-------- TEKS BACAAN
BAB I
PENDAHULUAN
A.
Latar Belakang
Masa kanak-kanak dimulai setelah masa bayi yang penuh ketergantungan,
yakni kira-kira usia 2 tahun sampai anak matang secara seksual, yakni kira-kira
usia 13 tahun untuk wanita dan 14 tahun untuk pria. Selama periode ini
(kira-kira 11 tahun bagi wanita dan 12 tahun bagi pria) terjadi sejumlah
perubahan yang signifikan, baik secara fisik maupun psikologis.
Sejumlah ahli membagi masa anak-anak menjadi dua yaitu masa anak-anak
wala dan masa anak-anak akhir. Masa anak-anak awal berlangsung dari 2 sampai 6
tanuh, dan masa anak-anak akhir dari usia 6 tahun sampai saat anak matang seara
seksual.
Dalam makalah ini akan dibahas tentang perkembangan masa anak-anak awal
yaitu tentang:
1. Perkembangan
personal dan sosial
2. Perkembangan
perasaan dan emosi
3. Perkembangan
moral
B.
Rumusan Masalah
1.
Apakah perkembangan
personal dan sosial?
2.
Apakah perkembangan
perasaan dan emosi?
3.
Apakahperkembangan
moral?
C.
Tujuan
4. Mengetahui perkembangan
personal dan sosial
5. Mengetahui perkembangan
perasaan dan emosi
6. Mengetahui perkembangan
moral
BAB II
PEMBAHASAN
A. Perkembangan Personal Dan Sosial
Pakar
psikologi yang mengembangkan teori perkembangan personal dan sosial adalah Erik
Erikson. Dia menyatakan bahwa seseorang dalam kehidupannya akan melewati
delapan tahap psikososial, yaitu:
1.
Tahap kepercayaan VS ketidakpercayaan
(0 – 1 tahun)
Jika pada tahap ini bayi diasuh dengan rasa nyaman maka akan timbul
kepercayaan. Apabila diasuh dengan negatif atau diabaikan akan menimbulkan rasa
ketidakpercayaan.
2.
Tahap otonomi VS malu dan ragu (1 –
2 tahun)
Pada tahap ini jika bayi mempercayai pengasuhnya, mereka akan menegaskan
independensi dan menyadari kehendaknya sendiri. Jika bayi terlalu banyak
dibatasi, mereka akan mengembangkan sikap malu dan ragu.
3.
Tahap inisiatif VS rasa bersalah (3
– 5 tahun)
Pada tahap ini anak akan mempunyai inisiatif apabila mengemban tanggung
jawab. Anak akan merasa bersalah bila tidak bertanggung jawab dan merasa cemas.
----------------
-------- BARIS DATA
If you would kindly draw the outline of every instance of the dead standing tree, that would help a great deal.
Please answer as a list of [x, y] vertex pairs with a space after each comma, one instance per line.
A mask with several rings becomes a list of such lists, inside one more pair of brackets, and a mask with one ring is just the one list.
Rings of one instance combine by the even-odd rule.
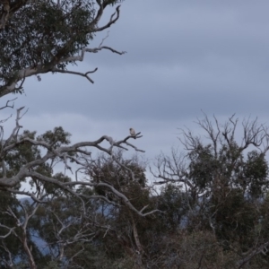
[[240, 124], [234, 115], [223, 125], [206, 115], [196, 123], [203, 130], [200, 135], [180, 129], [186, 153], [173, 150], [171, 156], [161, 154], [152, 173], [157, 185], [181, 187], [188, 206], [187, 225], [212, 230], [225, 247], [237, 253], [241, 268], [267, 253], [269, 239], [261, 234], [267, 229], [262, 209], [269, 189], [268, 127], [257, 118]]

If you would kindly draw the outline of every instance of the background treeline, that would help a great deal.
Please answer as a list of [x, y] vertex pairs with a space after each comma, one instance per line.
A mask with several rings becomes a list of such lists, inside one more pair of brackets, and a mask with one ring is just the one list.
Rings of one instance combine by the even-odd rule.
[[[125, 159], [120, 150], [88, 160], [85, 180], [93, 187], [74, 194], [34, 177], [37, 200], [2, 190], [1, 268], [268, 268], [267, 128], [234, 117], [223, 125], [206, 116], [197, 123], [198, 136], [181, 130], [184, 150], [156, 158], [155, 182], [138, 156]], [[60, 127], [22, 135], [69, 143]], [[6, 173], [40, 153], [21, 144], [7, 154]], [[71, 181], [52, 167], [37, 169]], [[125, 197], [152, 213], [140, 215]]]

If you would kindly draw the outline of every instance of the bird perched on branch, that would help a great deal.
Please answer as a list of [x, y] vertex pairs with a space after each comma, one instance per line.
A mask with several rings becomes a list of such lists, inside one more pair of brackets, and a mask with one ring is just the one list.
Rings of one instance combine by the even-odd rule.
[[130, 134], [132, 136], [134, 136], [134, 139], [136, 139], [136, 137], [135, 137], [135, 131], [133, 128], [130, 128]]

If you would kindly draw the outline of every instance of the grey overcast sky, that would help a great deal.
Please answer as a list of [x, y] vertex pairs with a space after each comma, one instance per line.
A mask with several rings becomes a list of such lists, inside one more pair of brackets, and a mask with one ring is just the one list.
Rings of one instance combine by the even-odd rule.
[[267, 122], [268, 10], [268, 0], [126, 0], [104, 45], [127, 53], [88, 54], [69, 66], [98, 67], [94, 84], [68, 74], [28, 79], [15, 102], [29, 108], [22, 124], [39, 134], [62, 126], [73, 142], [118, 140], [134, 127], [143, 134], [134, 143], [152, 159], [177, 146], [178, 128], [193, 127], [201, 110], [221, 120], [236, 113]]

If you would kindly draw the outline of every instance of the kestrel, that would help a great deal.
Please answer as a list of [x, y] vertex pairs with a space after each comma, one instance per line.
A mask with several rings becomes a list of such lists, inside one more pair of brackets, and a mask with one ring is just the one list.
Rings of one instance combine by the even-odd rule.
[[132, 136], [134, 136], [134, 139], [136, 139], [136, 137], [135, 137], [135, 131], [133, 128], [130, 128], [130, 134]]

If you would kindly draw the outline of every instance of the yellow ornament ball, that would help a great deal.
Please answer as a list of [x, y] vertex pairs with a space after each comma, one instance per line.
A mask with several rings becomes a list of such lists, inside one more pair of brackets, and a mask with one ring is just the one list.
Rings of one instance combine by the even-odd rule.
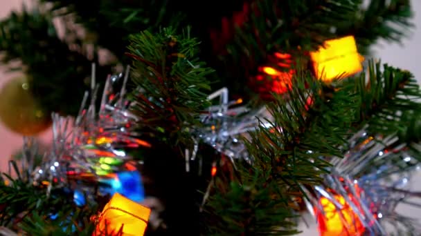
[[0, 119], [5, 126], [23, 135], [34, 135], [51, 124], [49, 112], [34, 99], [27, 78], [8, 81], [0, 91]]

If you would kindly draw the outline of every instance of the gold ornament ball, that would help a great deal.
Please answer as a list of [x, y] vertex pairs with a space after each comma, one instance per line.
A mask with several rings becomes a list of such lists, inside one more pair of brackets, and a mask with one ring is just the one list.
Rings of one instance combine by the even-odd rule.
[[1, 88], [0, 119], [12, 131], [23, 135], [36, 135], [51, 124], [49, 112], [34, 99], [25, 77], [11, 79]]

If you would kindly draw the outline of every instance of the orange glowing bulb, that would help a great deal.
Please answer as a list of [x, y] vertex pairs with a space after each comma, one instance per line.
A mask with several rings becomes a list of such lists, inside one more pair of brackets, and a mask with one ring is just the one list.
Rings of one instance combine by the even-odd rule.
[[212, 176], [215, 176], [216, 175], [216, 166], [212, 166], [212, 169], [210, 170], [210, 175], [212, 175]]
[[118, 193], [105, 205], [92, 235], [143, 235], [150, 209]]
[[263, 67], [263, 72], [269, 75], [278, 75], [280, 72], [269, 66]]
[[330, 81], [339, 76], [347, 77], [362, 70], [364, 57], [357, 50], [353, 36], [328, 40], [324, 47], [310, 52], [316, 76]]
[[[351, 196], [350, 196], [351, 197]], [[362, 222], [343, 197], [335, 195], [342, 208], [339, 209], [330, 199], [322, 197], [320, 204], [323, 212], [315, 208], [321, 236], [359, 236], [365, 228]]]

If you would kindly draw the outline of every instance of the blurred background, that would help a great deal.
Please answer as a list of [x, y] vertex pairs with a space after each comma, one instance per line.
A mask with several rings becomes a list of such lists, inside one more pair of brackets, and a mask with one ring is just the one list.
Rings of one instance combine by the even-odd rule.
[[[11, 10], [20, 9], [22, 3], [26, 2], [30, 3], [30, 1], [22, 0], [1, 0], [0, 1], [0, 17], [6, 17]], [[421, 83], [421, 64], [420, 57], [421, 55], [421, 1], [412, 0], [413, 9], [415, 13], [413, 23], [415, 28], [410, 36], [404, 39], [402, 44], [386, 43], [380, 41], [374, 47], [373, 56], [382, 62], [388, 63], [393, 66], [399, 67], [411, 71], [419, 83]], [[30, 4], [29, 4], [30, 5]], [[14, 72], [5, 72], [5, 68], [0, 66], [0, 87], [12, 78], [19, 77], [19, 75]], [[8, 102], [8, 101], [3, 101]], [[39, 137], [44, 141], [48, 143], [51, 137], [51, 131], [48, 129], [42, 132]], [[15, 133], [0, 123], [0, 167], [1, 171], [7, 170], [7, 161], [10, 157], [18, 151], [22, 146], [22, 137], [21, 135]], [[418, 179], [421, 181], [421, 175]], [[415, 182], [418, 181], [415, 179]], [[415, 190], [421, 190], [421, 188], [414, 186]], [[419, 217], [419, 213], [411, 208], [401, 209], [413, 217]], [[408, 215], [406, 214], [406, 215]], [[311, 217], [305, 217], [310, 224], [307, 228], [305, 224], [302, 224], [301, 229], [304, 231], [304, 235], [316, 235], [316, 229], [314, 226], [314, 221]]]

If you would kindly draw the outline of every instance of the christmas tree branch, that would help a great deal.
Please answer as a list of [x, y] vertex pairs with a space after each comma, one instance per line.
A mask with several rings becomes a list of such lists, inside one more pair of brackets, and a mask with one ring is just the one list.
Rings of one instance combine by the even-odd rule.
[[142, 124], [156, 133], [165, 130], [166, 139], [191, 139], [186, 128], [198, 125], [197, 115], [208, 104], [206, 77], [213, 72], [196, 57], [199, 43], [188, 30], [177, 35], [170, 28], [156, 35], [144, 31], [132, 35], [131, 42], [132, 78], [141, 91], [134, 110]]
[[[44, 108], [75, 115], [83, 91], [88, 89], [84, 80], [90, 75], [93, 61], [82, 52], [70, 50], [68, 43], [58, 37], [52, 16], [37, 8], [12, 12], [0, 22], [1, 61], [20, 60], [23, 65], [10, 63], [9, 68], [23, 70], [28, 77], [30, 88]], [[71, 44], [82, 46], [77, 40]], [[110, 69], [103, 67], [99, 70], [106, 74]]]

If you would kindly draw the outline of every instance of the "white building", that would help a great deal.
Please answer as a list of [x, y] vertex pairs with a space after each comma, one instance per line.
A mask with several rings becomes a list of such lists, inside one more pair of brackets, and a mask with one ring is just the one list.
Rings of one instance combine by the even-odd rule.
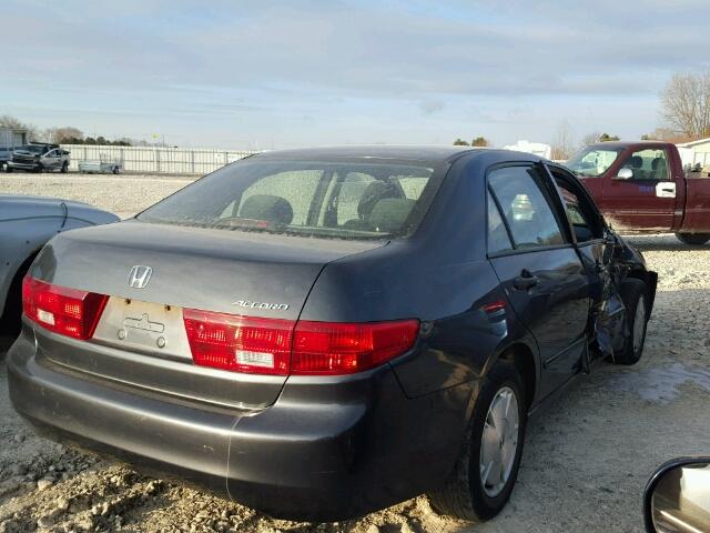
[[699, 139], [676, 145], [680, 152], [683, 167], [697, 163], [700, 163], [703, 168], [710, 167], [710, 139]]

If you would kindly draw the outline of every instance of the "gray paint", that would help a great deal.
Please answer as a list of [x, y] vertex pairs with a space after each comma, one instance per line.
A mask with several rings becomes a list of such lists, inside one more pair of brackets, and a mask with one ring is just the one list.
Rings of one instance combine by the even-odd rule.
[[54, 235], [119, 218], [85, 203], [0, 194], [0, 313], [18, 270]]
----------------
» TUGAS LATIHAN:
1. Tuliskan kembali teks bacaan tanpa perubahan, seluruhnya mulai dari "Tahap kepercayaan VS" hingga "ketidakpercayaan.".
2. Jawablah pertanyaan berikut berdasarkan teks bacaan.
(a) Kira-kira pada usia berapa anak pria matang secara seksual?
(b) Siapa pakar psikologi yang mengembangkan teori perkembangan personal dan sosial?
(c) Berapa tahap psikososial yang akan dilewati seseorang dalam kehidupannya menurut pakar tersebut?
Baris-baris ini diambil dari sumber yang berbeda.

» KUNCI JAWABAN:
1.
Tahap kepercayaan VS ketidakpercayaan
(0 – 1 tahun)
Jika pada tahap ini bayi diasuh dengan rasa nyaman maka akan timbul
kepercayaan. Apabila diasuh dengan negatif atau diabaikan akan menimbulkan rasa
ketidakpercayaan.

2.
(a) Kira-kira usia 14 tahun.
(b) Erik Erikson.
(c) Delapan tahap.